(Excerpt from a dataset)
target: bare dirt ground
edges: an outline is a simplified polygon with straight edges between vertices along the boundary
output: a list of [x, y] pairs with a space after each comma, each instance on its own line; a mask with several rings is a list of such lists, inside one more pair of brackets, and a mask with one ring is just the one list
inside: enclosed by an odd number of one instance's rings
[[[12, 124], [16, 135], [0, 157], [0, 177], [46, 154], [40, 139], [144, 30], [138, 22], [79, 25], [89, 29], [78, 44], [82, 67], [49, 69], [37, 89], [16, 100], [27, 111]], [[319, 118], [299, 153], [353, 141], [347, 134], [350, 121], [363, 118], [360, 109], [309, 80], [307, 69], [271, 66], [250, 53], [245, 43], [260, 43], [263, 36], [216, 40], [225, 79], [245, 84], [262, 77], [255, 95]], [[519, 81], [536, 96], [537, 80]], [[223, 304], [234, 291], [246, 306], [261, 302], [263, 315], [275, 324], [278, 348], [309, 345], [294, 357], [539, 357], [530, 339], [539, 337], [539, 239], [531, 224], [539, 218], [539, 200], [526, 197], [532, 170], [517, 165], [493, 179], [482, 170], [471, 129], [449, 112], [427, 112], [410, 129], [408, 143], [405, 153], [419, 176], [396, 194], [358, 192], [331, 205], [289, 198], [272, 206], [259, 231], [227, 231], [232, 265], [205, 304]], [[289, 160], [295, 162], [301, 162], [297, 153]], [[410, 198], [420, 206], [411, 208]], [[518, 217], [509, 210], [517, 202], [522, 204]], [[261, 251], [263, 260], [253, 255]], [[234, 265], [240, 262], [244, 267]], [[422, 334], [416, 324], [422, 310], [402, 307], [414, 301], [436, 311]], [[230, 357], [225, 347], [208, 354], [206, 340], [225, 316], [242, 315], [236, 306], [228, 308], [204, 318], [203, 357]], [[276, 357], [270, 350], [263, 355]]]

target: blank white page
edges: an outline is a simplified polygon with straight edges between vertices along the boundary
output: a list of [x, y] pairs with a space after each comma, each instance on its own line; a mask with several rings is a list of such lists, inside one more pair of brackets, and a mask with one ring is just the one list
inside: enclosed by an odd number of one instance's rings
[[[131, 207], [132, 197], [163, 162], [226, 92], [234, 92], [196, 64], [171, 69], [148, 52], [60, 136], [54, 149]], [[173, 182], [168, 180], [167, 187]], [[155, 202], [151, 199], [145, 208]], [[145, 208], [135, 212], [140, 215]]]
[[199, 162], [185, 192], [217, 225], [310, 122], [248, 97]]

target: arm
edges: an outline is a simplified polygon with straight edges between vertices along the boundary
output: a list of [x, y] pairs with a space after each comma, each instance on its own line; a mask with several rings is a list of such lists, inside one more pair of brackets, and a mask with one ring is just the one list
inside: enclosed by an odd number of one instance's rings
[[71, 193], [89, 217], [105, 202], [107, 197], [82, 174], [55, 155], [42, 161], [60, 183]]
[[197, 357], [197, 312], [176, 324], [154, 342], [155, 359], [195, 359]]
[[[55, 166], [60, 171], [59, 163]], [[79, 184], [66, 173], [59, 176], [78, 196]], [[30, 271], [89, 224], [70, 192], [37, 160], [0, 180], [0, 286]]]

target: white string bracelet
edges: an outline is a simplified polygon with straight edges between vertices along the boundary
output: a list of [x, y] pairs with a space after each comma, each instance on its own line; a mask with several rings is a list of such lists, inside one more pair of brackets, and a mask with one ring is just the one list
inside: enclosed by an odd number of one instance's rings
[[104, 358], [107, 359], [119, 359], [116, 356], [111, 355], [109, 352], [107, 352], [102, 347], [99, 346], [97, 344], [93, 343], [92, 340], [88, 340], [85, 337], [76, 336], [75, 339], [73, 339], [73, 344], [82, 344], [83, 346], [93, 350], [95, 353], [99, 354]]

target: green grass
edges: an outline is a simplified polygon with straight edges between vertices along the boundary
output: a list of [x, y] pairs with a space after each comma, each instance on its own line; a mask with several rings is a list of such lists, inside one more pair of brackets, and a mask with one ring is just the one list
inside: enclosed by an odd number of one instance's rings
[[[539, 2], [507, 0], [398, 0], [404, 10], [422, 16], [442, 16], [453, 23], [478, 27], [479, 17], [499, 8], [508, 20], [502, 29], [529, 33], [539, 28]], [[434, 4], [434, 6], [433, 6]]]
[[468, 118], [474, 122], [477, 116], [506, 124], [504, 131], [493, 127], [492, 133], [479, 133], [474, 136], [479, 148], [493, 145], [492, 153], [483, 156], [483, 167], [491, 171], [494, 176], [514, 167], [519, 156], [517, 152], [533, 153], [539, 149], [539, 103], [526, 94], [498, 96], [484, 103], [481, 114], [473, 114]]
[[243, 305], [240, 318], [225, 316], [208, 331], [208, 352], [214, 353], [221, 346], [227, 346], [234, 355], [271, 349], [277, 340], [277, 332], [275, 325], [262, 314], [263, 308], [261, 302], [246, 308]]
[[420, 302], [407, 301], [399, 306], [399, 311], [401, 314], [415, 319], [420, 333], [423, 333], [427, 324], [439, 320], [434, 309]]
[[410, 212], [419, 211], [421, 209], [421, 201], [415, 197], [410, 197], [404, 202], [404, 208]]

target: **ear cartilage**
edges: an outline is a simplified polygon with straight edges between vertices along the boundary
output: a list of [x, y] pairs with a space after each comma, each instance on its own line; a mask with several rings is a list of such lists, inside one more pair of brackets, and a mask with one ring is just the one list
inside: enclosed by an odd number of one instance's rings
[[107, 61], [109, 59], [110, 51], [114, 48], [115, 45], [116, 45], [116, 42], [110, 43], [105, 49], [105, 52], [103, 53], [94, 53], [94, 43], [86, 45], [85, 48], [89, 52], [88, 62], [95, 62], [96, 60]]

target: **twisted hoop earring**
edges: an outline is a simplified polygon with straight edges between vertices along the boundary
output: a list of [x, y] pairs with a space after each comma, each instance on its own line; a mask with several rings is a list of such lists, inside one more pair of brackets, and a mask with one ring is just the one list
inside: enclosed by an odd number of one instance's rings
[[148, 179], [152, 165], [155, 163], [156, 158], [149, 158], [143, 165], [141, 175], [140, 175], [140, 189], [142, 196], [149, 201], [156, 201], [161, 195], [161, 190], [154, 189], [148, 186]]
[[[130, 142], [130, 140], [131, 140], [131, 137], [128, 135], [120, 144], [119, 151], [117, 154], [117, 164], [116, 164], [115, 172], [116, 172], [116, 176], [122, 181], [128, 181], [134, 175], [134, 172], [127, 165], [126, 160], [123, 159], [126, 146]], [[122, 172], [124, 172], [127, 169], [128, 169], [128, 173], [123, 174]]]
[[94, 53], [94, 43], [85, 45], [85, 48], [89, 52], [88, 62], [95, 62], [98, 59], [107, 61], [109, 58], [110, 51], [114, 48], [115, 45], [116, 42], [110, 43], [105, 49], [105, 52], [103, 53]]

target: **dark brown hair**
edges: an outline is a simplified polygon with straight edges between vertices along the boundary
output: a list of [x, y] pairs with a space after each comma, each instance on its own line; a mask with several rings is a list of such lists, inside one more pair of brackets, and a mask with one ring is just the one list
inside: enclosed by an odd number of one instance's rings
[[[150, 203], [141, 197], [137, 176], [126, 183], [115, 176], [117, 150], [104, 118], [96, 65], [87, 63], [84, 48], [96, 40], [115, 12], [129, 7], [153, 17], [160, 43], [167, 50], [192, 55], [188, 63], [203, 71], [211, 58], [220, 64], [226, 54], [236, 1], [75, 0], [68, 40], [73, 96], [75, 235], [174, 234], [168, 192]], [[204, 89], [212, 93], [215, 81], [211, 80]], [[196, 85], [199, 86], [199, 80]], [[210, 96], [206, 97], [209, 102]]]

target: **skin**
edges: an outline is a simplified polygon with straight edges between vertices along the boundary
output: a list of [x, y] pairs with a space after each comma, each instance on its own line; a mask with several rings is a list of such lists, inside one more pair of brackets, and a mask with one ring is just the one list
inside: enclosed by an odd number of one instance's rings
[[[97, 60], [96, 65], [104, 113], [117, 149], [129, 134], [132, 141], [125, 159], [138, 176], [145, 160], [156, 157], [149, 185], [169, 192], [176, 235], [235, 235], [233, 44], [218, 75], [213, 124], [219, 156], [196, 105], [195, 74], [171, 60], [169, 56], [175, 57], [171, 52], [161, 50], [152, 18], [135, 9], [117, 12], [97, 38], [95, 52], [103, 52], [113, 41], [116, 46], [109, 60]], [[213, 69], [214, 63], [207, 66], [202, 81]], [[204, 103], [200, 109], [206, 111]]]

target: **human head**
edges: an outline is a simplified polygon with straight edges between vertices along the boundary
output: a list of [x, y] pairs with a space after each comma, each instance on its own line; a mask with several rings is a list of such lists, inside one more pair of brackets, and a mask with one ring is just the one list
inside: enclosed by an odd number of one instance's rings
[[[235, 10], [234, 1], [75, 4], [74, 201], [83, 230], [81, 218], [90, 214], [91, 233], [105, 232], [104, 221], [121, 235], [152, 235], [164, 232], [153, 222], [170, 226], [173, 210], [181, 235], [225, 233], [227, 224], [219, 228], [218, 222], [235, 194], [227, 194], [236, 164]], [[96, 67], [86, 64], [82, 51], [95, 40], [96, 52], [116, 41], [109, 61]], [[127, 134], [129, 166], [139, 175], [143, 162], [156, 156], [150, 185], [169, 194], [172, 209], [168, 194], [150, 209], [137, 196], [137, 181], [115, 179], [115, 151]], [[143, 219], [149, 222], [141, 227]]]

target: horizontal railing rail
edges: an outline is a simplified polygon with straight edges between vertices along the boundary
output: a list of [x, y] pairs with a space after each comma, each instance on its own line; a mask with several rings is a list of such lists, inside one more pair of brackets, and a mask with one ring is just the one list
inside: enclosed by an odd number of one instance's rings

Given request >>
Rewrite the lines of the listing from the line that contains "target: **twisted hoop earring**" through the line that contains "97], [209, 102]]]", inclusive, as a numbered list, leaving out the blank lines.

Response to the exercise >>
1. target: **twisted hoop earring**
2. edges: an outline is a simplified polygon with straight edges between vertices along the boundary
3. output: a list of [x, y] pairs with a space after each comma, each instance on its own line; a mask with several rings is a list of such lists, inside one more pair of brackets, and a mask with one ring is just the one list
4. inside: enclosed by an odd number of one instance's rings
5. [[148, 179], [152, 165], [155, 163], [156, 158], [149, 158], [143, 165], [141, 175], [140, 175], [140, 189], [142, 196], [149, 201], [156, 201], [161, 195], [161, 190], [154, 189], [148, 186]]
6. [[[130, 142], [130, 140], [131, 140], [131, 137], [128, 135], [120, 144], [119, 151], [117, 154], [117, 164], [116, 164], [115, 172], [116, 172], [116, 176], [122, 181], [128, 181], [134, 175], [134, 172], [127, 165], [126, 160], [123, 159], [126, 146]], [[122, 172], [124, 172], [127, 169], [128, 169], [128, 173], [123, 174]]]
7. [[94, 53], [94, 43], [85, 45], [85, 48], [89, 52], [88, 62], [95, 62], [98, 59], [107, 61], [109, 58], [110, 51], [114, 48], [115, 45], [116, 42], [110, 43], [105, 49], [105, 52], [103, 53]]
8. target: **dark brown hair**
9. edges: an outline is a simplified polygon with straight edges between vertices along the boundary
10. output: a list of [x, y] pairs with a space after each comma, each instance on its own line; a mask with several rings is a list of such lists, inside one more pair of brackets, and a mask with one ring is just the one list
11. inside: enclosed by an odd number of one instance's rings
12. [[[150, 203], [141, 197], [137, 176], [126, 183], [115, 176], [117, 150], [104, 118], [96, 65], [87, 63], [84, 48], [96, 40], [115, 12], [129, 7], [153, 17], [160, 43], [167, 50], [192, 55], [188, 63], [203, 71], [211, 58], [220, 64], [226, 54], [236, 1], [75, 0], [68, 40], [73, 96], [75, 235], [174, 234], [168, 192]], [[204, 89], [212, 93], [215, 81], [211, 80]], [[196, 85], [199, 86], [199, 80]], [[210, 96], [206, 97], [209, 102]]]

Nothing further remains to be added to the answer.